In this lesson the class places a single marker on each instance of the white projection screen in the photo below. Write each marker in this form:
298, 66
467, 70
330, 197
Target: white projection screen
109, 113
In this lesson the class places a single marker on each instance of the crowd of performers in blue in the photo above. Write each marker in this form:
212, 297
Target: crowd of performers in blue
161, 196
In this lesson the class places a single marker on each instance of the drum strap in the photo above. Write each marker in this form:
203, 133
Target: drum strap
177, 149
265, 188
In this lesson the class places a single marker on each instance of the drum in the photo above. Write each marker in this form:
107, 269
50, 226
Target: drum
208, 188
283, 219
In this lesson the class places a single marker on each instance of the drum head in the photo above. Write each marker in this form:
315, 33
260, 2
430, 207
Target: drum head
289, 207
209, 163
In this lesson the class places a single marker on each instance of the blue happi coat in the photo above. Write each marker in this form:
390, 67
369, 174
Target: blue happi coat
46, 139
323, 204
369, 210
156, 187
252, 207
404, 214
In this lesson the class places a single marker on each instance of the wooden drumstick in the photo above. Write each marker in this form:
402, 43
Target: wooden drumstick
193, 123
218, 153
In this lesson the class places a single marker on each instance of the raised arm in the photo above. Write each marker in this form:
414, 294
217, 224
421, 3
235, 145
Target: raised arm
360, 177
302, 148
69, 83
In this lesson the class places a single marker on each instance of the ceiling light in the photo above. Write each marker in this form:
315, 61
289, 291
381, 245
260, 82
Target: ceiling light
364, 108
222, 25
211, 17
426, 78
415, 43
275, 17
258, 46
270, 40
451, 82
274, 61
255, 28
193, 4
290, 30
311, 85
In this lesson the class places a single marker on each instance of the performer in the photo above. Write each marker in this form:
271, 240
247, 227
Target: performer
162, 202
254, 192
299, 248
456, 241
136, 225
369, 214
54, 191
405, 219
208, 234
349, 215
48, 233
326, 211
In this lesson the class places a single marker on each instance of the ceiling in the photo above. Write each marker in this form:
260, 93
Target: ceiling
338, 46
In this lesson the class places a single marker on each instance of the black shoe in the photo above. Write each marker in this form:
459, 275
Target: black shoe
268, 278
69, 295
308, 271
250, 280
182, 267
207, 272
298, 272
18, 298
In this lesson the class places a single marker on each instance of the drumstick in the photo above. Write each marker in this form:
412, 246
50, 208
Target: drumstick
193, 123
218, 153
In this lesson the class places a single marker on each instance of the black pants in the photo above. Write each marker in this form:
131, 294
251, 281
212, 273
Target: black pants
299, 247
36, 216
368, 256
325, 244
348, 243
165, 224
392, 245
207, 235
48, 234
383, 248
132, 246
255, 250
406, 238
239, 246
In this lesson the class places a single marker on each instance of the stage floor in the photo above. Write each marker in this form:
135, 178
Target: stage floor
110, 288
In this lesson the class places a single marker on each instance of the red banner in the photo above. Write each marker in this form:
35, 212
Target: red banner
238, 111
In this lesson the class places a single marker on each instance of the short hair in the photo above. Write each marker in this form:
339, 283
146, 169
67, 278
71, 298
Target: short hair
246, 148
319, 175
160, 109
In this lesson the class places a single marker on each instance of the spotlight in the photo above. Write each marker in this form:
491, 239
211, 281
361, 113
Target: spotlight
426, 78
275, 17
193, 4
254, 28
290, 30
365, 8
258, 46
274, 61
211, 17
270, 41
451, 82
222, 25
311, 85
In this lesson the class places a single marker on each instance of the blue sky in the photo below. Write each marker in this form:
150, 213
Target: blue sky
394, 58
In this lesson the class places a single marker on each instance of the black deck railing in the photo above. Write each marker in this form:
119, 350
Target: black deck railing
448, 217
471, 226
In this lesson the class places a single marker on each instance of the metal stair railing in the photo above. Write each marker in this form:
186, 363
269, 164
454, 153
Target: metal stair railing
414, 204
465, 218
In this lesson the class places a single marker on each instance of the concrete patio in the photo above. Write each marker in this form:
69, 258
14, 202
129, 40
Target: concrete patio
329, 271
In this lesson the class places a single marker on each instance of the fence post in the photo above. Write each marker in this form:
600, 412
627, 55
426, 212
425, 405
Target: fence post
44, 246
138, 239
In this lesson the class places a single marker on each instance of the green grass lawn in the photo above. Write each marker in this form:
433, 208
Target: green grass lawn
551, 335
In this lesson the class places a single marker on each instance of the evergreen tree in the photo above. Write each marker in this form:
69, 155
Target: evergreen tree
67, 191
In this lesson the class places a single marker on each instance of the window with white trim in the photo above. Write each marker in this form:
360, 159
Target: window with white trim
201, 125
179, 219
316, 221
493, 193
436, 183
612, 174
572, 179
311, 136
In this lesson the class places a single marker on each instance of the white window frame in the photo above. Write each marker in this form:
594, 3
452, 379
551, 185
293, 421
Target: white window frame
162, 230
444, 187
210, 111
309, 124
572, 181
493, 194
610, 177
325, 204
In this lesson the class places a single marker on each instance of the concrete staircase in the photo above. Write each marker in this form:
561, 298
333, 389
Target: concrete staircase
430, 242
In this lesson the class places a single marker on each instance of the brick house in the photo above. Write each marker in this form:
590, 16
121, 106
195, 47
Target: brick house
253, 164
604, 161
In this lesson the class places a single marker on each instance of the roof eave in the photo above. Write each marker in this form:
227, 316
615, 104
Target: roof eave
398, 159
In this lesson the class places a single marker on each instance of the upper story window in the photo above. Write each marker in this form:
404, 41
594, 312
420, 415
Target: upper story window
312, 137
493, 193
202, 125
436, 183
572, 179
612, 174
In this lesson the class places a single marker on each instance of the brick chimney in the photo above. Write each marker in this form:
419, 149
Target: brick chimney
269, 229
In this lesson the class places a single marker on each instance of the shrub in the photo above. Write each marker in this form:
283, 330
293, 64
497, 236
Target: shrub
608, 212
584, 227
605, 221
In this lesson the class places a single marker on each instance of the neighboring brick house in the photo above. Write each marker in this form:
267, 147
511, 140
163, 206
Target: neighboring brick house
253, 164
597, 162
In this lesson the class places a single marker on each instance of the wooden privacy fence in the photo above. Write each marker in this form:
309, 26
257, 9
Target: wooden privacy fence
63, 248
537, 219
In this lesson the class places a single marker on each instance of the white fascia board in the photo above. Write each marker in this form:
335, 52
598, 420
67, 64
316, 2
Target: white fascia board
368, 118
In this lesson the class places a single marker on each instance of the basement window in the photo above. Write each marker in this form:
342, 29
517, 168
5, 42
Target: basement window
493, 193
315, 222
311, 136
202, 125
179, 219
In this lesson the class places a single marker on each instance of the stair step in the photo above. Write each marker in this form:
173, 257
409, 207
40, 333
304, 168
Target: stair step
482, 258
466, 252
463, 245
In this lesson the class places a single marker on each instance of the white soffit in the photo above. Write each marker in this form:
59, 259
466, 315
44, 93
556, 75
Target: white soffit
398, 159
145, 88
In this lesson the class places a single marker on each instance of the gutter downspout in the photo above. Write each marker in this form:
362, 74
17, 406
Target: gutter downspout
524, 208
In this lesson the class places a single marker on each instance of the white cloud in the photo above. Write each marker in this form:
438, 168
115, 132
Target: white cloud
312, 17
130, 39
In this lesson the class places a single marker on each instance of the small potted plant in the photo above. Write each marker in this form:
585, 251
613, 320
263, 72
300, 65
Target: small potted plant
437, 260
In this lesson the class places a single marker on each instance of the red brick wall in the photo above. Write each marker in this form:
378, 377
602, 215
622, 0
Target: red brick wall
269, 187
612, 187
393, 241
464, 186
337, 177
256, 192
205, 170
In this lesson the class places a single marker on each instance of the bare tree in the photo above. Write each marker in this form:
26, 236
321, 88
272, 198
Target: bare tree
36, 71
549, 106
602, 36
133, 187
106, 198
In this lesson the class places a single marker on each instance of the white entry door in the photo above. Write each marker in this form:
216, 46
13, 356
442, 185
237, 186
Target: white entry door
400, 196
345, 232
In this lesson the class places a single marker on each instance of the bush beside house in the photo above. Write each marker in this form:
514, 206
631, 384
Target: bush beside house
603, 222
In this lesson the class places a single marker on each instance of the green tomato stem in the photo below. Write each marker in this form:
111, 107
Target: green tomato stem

Task: Show each line of the material holding "stem".

Task output:
In this lesson the class places a single marker on each instance of the green tomato stem in the photo below. Write each marker in this form:
Target: green tomato stem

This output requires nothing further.